PASSAGE section start

"The first modification, eliminating a gene for chitin synthase, resulted in thinner fungal cell walls."
This also has an enormous potential benefit of reducing avian flu and other zoonotic bird diseases.
How?
Although it's theoretically possible for a disease to infect both fungus and animals, because the biology is so different, the risk is greatly, greatly reduced.
In addition, it may be possible to reduce the use of treatments such as antibiotics which, in their currently mass application to farmed animals, could directly lead to the development of antibiotic resistant in diseases which affect humans and animals.
... let's start on tearing down bullshit AI datacenters.
Oh no, a billion Nvidia cards are envronmentally friendly, you say, better to lazer-focus on the cow farts?
Jell-o (gello?) is a good example, nothing tastes like it naturally. Why aren't there tasty food that are original in terms of taste and texture but good for health and the environment? I suppose part of the struggle is that food is entrenched into culture so much. burgers and bbq are inextricable from july 4th and memorial day for example.
Do you mean processing ingredients with the goal to take cheap ingredients and make a product as hyper-palatable as possible? That would generally be called "ultra-processed food"; you're not going to find a Doritos chip in nature.
Do you mean developing completely completely new flavors via chemical synthesis? I don't think there's much possibility there. Our senses have evolved to detect compounds found in nature, so it's unlikely a synthetic compound can produce a flavor completely unlike anything found in nature.
Also, I think you're overestimating jelly. Gelatine is just a breakdown product of collagen. Boil animal connective tissue, purify the gelatine, add sugar and flavoring and set it into a gel. It's really only a few of techniques removed from nature. If you want to say it's not found in nature, then fair enough, but neither is a medium-rare steak.

PASSAGE section end
LISTED ENTRIES section start

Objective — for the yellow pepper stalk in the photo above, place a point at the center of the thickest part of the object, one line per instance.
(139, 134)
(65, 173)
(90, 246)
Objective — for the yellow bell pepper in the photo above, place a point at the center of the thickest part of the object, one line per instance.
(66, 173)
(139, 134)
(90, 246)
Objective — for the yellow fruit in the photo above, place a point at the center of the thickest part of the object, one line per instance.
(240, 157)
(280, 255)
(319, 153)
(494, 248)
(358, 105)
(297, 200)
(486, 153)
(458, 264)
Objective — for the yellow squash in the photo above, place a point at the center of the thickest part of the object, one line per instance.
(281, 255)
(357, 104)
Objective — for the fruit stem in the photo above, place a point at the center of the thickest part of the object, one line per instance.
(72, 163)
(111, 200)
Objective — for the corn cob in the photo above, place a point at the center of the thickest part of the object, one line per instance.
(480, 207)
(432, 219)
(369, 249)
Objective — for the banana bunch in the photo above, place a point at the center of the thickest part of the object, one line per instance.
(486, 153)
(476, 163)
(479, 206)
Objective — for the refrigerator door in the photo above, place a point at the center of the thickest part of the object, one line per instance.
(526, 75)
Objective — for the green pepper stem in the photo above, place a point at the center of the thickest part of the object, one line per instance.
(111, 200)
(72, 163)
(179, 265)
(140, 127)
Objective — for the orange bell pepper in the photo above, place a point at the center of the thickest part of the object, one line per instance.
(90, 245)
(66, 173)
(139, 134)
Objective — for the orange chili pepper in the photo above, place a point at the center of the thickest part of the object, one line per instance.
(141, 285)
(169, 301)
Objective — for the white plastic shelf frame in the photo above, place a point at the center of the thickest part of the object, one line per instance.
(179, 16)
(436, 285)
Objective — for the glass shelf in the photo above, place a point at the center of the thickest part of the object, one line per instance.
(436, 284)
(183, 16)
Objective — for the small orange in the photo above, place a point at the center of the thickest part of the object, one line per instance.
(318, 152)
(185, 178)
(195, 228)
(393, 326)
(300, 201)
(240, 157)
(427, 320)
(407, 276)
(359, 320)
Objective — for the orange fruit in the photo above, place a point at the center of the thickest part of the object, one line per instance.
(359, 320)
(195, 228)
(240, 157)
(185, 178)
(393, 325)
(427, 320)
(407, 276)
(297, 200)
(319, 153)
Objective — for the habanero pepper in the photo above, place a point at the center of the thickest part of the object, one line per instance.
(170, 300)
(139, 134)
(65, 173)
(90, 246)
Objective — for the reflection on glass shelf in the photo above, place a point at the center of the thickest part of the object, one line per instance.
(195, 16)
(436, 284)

LISTED ENTRIES section end
LISTED ENTRIES section start

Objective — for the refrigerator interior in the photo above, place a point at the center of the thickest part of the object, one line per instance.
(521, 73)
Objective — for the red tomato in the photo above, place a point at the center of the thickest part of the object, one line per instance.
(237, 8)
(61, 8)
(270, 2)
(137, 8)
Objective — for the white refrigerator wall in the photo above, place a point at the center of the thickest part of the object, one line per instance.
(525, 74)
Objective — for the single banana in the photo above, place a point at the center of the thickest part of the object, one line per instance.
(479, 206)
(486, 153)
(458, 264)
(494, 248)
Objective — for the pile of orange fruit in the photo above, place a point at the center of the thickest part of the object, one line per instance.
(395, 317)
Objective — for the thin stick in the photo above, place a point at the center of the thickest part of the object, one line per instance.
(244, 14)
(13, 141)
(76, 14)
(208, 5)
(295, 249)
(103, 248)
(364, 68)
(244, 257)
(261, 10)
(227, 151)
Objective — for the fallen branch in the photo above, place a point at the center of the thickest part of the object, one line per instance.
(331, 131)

LISTED ENTRIES section end
LISTED ENTRIES section start

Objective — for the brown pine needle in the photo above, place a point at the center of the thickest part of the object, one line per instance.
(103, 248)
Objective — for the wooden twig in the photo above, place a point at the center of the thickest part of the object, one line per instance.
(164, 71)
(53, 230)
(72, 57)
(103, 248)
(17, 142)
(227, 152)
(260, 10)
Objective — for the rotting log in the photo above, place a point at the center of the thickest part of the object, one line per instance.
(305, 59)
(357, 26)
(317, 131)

LISTED ENTRIES section end

#### [STUDY QUESTIONS]
1 > In the food discussion, what is gelatine described as a breakdown product of?
2 > Carry on the food discussion from its last sentence.
The records stand apart from the food discussion and are unrelated to it.

#### [TASK RESPONSES]
1 > Collagen.

2 >
There are also a wide variety of textures that are heavily industrialised. If you go to some fine dining restaurants, you'll find smells and colours which you simply cannot replicate at home - let alone make from scratch.
Most synthetic meat and fish is really just a flavour carrier for whatever sauce people like. I've had imitation chicken, shrimp, beef, crab, etc. They all taste great - but that's mostly because the sauces are the same as their meaty counterparts.
Jell-O actually proves this rather than refuting it. It succeeds because it hits that hardwired sweet preference, not because it invented some novel taste dimension. A truly new taste that doesn’t map onto the existing five basics would likely register as “off” rather than delicious. Your brain wouldn’t know what to do with it, nutritionally speaking.
So you’d have to either work within those existing taste channels while creating novel combinations and textures, or somehow condition people to associate genuinely new sensations with safety and reward. The latter is slow going. We’re quite literally built to be suspicious of unfamiliar foods.
Remember the target audience - people would rather drink and die from raw milk than get a shot for a completely preventable sickness.